━━ DATA SHOWN ━━

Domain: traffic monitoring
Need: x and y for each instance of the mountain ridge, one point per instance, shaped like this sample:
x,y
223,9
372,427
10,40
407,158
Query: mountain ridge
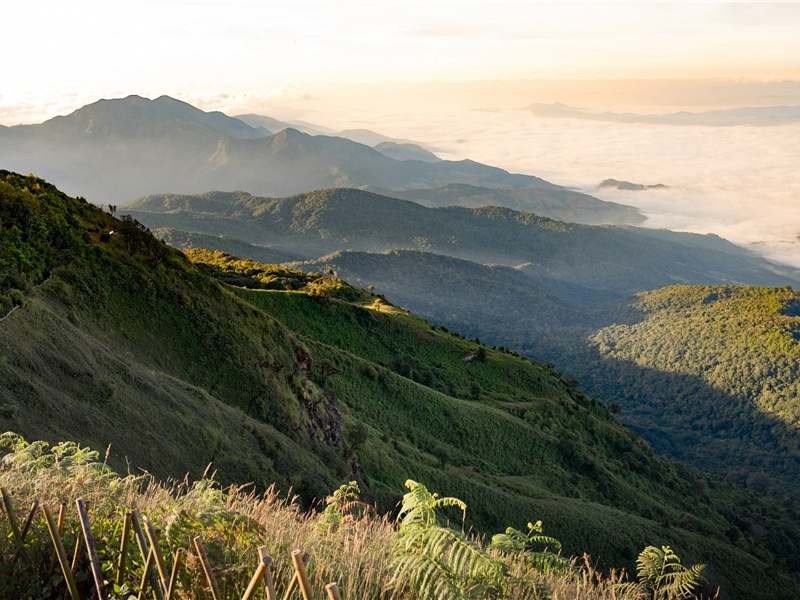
x,y
307,406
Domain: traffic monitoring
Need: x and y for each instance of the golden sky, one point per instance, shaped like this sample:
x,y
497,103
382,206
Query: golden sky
x,y
65,54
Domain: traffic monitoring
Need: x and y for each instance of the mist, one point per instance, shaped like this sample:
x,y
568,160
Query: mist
x,y
738,181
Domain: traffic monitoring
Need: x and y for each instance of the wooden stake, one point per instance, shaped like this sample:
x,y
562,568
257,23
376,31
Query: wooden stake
x,y
293,582
152,535
263,565
333,591
123,550
212,581
91,548
146,576
269,585
12,518
298,560
76,554
28,521
61,510
62,554
136,522
173,580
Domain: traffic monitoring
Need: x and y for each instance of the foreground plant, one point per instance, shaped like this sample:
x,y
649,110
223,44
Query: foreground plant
x,y
662,576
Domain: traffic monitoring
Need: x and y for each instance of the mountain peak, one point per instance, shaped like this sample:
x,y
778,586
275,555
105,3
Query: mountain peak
x,y
137,116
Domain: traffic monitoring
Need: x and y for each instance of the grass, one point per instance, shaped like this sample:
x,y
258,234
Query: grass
x,y
358,550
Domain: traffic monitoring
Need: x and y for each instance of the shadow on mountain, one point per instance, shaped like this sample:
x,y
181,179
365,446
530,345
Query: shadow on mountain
x,y
685,418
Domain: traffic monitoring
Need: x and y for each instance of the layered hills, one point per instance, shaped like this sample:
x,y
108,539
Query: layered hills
x,y
542,288
277,375
113,151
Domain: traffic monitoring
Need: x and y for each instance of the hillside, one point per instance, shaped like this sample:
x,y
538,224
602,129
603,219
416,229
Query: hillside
x,y
132,345
560,204
610,260
737,348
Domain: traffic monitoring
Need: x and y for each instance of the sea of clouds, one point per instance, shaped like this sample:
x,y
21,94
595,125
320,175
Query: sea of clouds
x,y
737,181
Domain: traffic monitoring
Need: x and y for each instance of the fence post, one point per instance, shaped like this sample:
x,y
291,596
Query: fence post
x,y
333,591
123,551
302,575
62,554
212,581
94,560
12,519
136,521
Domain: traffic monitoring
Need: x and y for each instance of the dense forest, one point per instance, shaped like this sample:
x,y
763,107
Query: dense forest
x,y
308,382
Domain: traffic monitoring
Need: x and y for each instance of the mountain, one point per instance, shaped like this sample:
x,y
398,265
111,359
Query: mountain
x,y
611,260
304,380
115,150
556,203
406,152
627,186
710,375
540,287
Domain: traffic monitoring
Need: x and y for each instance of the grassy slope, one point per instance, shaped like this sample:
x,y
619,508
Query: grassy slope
x,y
505,435
737,346
143,350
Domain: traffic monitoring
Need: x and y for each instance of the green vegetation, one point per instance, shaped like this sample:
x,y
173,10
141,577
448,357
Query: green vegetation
x,y
734,347
661,575
130,344
369,556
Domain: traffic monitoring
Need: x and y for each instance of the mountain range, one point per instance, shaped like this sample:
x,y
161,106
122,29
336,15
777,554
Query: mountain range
x,y
275,375
113,151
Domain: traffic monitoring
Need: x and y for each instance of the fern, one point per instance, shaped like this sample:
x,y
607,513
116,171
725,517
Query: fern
x,y
662,576
440,563
521,546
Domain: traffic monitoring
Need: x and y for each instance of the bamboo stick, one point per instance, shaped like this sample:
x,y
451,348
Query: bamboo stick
x,y
12,518
28,521
76,554
62,554
148,571
333,591
152,535
263,565
61,511
269,584
136,522
293,582
123,550
173,580
212,581
91,548
298,560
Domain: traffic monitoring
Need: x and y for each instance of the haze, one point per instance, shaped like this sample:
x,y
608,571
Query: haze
x,y
457,78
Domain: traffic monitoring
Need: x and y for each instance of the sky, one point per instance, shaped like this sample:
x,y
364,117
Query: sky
x,y
457,77
65,54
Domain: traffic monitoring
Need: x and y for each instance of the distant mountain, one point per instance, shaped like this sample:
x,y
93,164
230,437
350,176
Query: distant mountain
x,y
538,286
406,152
130,344
627,186
276,125
185,240
612,260
116,150
555,203
759,116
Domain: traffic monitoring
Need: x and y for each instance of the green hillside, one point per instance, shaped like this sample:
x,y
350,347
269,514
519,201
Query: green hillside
x,y
618,260
736,348
562,204
119,339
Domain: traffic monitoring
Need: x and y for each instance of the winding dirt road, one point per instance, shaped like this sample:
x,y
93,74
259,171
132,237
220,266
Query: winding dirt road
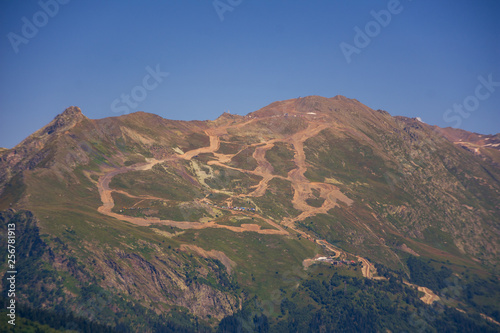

━━━

Pull out every line of the entries above that contains the word "clouds", treating uppercase and lowercase as different.

WRITTEN RESPONSE:
Need: x and y for each instance of the sea of clouds, one point per instance, shaped like this sample:
Query: sea of clouds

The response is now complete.